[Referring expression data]
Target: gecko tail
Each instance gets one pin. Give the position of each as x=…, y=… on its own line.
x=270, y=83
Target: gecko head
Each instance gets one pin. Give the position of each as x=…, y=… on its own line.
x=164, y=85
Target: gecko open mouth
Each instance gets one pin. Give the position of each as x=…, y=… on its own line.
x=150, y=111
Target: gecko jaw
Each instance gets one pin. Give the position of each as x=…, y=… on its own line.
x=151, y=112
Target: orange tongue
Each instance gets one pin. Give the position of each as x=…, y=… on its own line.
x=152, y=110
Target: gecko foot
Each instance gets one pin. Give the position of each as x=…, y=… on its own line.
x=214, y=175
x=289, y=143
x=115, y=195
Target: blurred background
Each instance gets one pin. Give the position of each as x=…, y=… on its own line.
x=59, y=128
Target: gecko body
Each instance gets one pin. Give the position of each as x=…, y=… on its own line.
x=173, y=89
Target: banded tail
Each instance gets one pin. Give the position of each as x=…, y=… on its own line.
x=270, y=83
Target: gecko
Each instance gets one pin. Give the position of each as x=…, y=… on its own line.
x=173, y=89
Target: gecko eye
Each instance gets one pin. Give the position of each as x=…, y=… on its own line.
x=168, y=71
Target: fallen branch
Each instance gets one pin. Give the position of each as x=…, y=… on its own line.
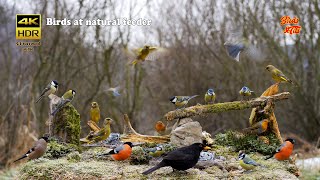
x=222, y=107
x=129, y=134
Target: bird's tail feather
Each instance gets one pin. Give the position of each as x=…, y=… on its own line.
x=160, y=165
x=39, y=99
x=24, y=156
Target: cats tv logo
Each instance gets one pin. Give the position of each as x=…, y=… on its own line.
x=28, y=26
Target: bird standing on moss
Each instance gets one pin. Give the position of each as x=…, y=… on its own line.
x=51, y=88
x=95, y=112
x=209, y=97
x=37, y=150
x=102, y=134
x=246, y=162
x=181, y=101
x=121, y=152
x=66, y=98
x=284, y=151
x=278, y=75
x=181, y=158
x=156, y=151
x=258, y=128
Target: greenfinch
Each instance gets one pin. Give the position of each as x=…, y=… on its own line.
x=51, y=88
x=277, y=75
x=66, y=98
x=95, y=112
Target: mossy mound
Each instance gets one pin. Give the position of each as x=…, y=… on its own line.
x=56, y=150
x=247, y=143
x=66, y=125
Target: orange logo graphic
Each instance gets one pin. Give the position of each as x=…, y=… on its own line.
x=293, y=27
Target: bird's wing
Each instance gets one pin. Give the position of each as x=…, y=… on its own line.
x=250, y=161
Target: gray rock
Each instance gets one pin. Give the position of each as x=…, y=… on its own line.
x=186, y=132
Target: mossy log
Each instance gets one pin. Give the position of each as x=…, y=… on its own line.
x=129, y=134
x=66, y=123
x=223, y=107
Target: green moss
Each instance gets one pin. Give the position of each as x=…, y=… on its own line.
x=249, y=143
x=66, y=124
x=56, y=150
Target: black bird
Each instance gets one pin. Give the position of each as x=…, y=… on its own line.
x=181, y=158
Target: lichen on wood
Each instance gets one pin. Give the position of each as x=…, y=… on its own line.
x=131, y=135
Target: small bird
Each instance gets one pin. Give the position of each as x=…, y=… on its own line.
x=277, y=75
x=181, y=158
x=67, y=97
x=181, y=101
x=102, y=134
x=121, y=152
x=257, y=128
x=95, y=112
x=51, y=88
x=246, y=162
x=284, y=151
x=245, y=91
x=115, y=91
x=143, y=53
x=238, y=44
x=209, y=97
x=160, y=127
x=156, y=151
x=37, y=150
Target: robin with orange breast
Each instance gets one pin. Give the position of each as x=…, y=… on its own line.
x=284, y=151
x=121, y=152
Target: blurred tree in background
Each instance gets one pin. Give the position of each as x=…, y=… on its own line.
x=90, y=59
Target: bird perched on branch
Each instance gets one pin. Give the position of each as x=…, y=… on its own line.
x=37, y=150
x=143, y=54
x=101, y=135
x=51, y=88
x=115, y=91
x=209, y=97
x=66, y=98
x=278, y=75
x=121, y=152
x=246, y=162
x=160, y=127
x=95, y=112
x=284, y=151
x=156, y=151
x=181, y=101
x=257, y=128
x=245, y=91
x=181, y=158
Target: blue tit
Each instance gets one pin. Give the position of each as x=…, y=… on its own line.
x=246, y=162
x=51, y=88
x=209, y=97
x=156, y=151
x=245, y=91
x=67, y=97
x=115, y=91
x=242, y=45
x=181, y=101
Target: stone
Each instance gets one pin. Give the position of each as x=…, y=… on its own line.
x=186, y=132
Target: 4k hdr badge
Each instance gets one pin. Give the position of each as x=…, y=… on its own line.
x=28, y=26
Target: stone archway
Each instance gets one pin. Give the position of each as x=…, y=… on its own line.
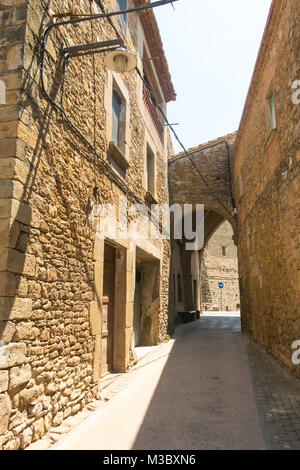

WHAT YOU WILL DO:
For every line above that includes the word "logo", return the line.

EXERCISE ANSWER:
Target: cats tv logo
Target: orange logo graphic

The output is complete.